> _Directions for this task_
Reproduce every row below word for word, omitting the pictures.

»»

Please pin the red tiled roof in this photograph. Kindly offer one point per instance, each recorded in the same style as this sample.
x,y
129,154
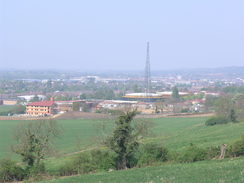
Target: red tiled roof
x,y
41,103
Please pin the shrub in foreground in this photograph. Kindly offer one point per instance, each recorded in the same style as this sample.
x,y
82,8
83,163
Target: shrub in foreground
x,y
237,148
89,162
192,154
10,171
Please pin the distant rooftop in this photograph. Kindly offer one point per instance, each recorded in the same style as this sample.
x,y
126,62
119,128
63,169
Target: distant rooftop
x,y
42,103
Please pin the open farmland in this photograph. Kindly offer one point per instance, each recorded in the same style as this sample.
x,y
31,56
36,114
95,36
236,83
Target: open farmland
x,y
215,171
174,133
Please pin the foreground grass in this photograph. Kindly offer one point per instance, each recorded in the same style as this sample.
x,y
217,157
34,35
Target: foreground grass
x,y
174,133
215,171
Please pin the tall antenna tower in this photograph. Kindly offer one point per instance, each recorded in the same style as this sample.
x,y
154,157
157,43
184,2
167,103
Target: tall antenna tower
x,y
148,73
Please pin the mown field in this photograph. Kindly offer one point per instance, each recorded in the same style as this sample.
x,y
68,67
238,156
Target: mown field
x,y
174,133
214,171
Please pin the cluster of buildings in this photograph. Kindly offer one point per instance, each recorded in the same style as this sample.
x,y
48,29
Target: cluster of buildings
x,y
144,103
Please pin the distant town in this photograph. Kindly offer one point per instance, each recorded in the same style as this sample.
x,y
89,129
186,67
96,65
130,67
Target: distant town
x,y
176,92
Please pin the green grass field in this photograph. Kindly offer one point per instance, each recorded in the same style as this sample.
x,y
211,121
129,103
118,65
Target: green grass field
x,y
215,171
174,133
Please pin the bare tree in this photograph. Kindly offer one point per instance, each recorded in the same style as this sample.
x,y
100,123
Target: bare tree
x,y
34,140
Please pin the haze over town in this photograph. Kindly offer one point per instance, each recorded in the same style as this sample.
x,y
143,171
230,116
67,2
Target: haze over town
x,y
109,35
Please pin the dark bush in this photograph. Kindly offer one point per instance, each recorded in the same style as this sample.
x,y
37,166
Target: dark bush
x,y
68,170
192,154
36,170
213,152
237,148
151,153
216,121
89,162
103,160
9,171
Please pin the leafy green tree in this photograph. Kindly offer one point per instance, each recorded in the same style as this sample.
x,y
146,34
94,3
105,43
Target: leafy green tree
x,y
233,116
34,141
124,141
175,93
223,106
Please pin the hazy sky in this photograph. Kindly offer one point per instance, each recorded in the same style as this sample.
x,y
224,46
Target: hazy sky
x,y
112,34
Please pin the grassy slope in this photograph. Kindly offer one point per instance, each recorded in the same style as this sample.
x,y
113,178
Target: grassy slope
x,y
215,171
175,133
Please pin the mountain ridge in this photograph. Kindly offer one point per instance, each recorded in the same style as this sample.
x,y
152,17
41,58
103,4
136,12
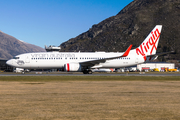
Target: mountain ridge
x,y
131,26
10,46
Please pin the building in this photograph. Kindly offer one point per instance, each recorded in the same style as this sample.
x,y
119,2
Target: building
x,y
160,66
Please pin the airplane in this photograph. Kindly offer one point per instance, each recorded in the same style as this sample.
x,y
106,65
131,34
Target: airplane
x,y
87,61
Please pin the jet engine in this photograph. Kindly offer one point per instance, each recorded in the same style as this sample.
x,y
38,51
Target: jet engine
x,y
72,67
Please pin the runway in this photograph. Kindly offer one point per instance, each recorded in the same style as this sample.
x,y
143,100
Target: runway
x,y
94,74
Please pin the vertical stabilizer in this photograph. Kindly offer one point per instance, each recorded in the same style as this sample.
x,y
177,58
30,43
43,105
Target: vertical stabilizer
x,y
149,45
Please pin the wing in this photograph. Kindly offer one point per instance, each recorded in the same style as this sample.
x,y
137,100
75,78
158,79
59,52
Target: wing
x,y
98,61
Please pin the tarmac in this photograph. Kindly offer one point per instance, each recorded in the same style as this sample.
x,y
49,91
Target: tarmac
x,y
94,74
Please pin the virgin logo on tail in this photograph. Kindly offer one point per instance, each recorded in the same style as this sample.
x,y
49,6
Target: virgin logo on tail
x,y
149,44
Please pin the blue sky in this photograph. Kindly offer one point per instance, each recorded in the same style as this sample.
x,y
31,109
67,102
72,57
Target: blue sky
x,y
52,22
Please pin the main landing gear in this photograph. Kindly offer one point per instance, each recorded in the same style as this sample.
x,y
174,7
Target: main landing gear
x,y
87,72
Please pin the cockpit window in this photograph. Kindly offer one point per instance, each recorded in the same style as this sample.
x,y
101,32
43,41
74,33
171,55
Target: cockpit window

««

> _Answer to the problem_
Please pin the red tiled roof in this photograph. Kindly offer one point per instance, each recorded in the same style as this sample.
x,y
129,154
Target: red tiled roof
x,y
41,103
Please pin the shrub in foreground in this photograph. Kindly offer one point per instance, each recorded in the same style as this sample.
x,y
82,8
83,163
Target: shrub in foreground
x,y
237,148
89,162
192,154
10,171
Please pin the distant rooftop in this photograph. Kindly offer one point per instance, each recorded in the same style as this sample.
x,y
126,62
119,128
63,169
Target: distant rooftop
x,y
42,103
Please pin the open farmland in this photograph. Kindly offer one point per instance, each recorded in the same style as this sample.
x,y
31,56
36,114
95,36
236,83
Target: open farmland
x,y
215,171
174,133
Please pin the foreground grass in this photograph. Kindly offer one point per instance, each recorded in the same style as this sample.
x,y
217,157
34,35
Target: foreground grass
x,y
174,133
215,171
Please pin the tall antenna tower in this photograph. Kindly offer one point per instance, each recorded in the same style as this sample.
x,y
154,157
157,43
184,2
167,103
Target: tall antenna tower
x,y
148,73
Please pin the mown field in this photograph. Kindly offer one point per instance, each recorded in the same style as this sample.
x,y
68,67
238,156
Target: mown field
x,y
174,133
214,171
Please pin the cluster of buildings in this photograph. Kindly offer one point per instance, each recorded in the same style as this sample.
x,y
48,29
Target: cluster of buildings
x,y
144,103
Please pin the distant town in this photograph. Kindly offer one point per instance, each recorded in the same style as this sample.
x,y
89,129
186,67
96,65
130,67
Target: distant town
x,y
176,92
Please pin the green grass field in this photograph. Kindly offer one point per instance, each recorded in the same style as this sample.
x,y
211,121
129,103
118,65
Target: green grass field
x,y
215,171
174,133
Please pin the bare tree in this photograph. Kindly offer one point per instance, each recorded in the same style as this sample.
x,y
100,123
Target: bare tree
x,y
34,140
Please pin the haze over town in this photograph. Kindly offer one point per instance, each recorded in the same style as this sample.
x,y
143,171
230,116
67,2
Target: haze over town
x,y
109,35
Please pin the dark bush in this photograph. Kindly offer one point per instance, each recorded in the same style as this sample.
x,y
37,166
Target: dark bush
x,y
68,170
192,154
36,170
213,152
237,148
151,153
216,121
89,162
103,160
9,171
Please pin the leafy green tree in this photograph. Kindly offer one point per instance, each recorded in the same style as this sample.
x,y
146,34
94,3
105,43
Target: leafy green tree
x,y
233,116
34,141
124,141
175,93
223,106
Please pin the hazy sky in this photograph. Kindly offer one point per instance, each recorded in the same style as this sample.
x,y
224,46
Target: hazy sky
x,y
112,34
Please pin the grassy slope in this photograph. Kindly offer one point per instance, each recorded in the same style as this sample.
x,y
113,178
Target: grassy slope
x,y
215,171
175,133
Please pin the mountain ridge in this photograph. Kindly offer one point per instance, each recorded in the same style as this sample.
x,y
152,17
41,58
103,4
136,12
Target: mountain ridge
x,y
131,26
10,46
Please pin the building in this photograph. Kindly offer one point per instance, each recorded in the same style as this sample.
x,y
119,2
Target: building
x,y
160,66
Please pin the airplane in this photograph. Kindly offer one point per instance, each recorded in the same style as this sample.
x,y
106,65
131,34
Target: airplane
x,y
87,61
Please pin the jet engine in this photograph. Kindly offer one point per instance, each recorded in the same style as this sample.
x,y
38,51
Target: jet engine
x,y
72,67
Please pin the runway in this photograph. Kindly offer one point per instance, each recorded in the same style as this sample.
x,y
143,100
Target: runway
x,y
94,74
Please pin the vertical stabilizer in this photograph. Kindly offer one point per instance, each recorded in the same style as this sample.
x,y
177,58
30,43
43,105
Target: vertical stabilizer
x,y
149,45
Please pin the wing in this photograph. Kindly offer one point per instance, each recorded in the same style as this sample.
x,y
137,100
75,78
158,79
59,52
Target: wing
x,y
98,61
Please pin the tarmac in this photograph. Kindly offer one point per instance, each recorded in the same style as this sample.
x,y
49,91
Target: tarmac
x,y
94,74
Please pin the virgin logo on tail in this photograph. Kindly offer one point per instance, each recorded in the same style as this sample.
x,y
49,6
Target: virgin logo on tail
x,y
149,44
Please pin the blue sky in this photograph. Kindly offer one point per instance, each recorded in the same style as this sample.
x,y
31,109
67,102
72,57
Target: blue sky
x,y
52,22
Please pin the main landing gear in this photograph. Kindly offer one point per instance, each recorded in the same style as this sample.
x,y
174,7
Target: main landing gear
x,y
87,72
Please pin the cockpit window in this photograph. Kindly offer one point per instance, each recorded in the same style as this sample.
x,y
101,32
43,41
74,33
171,55
Target: cockpit window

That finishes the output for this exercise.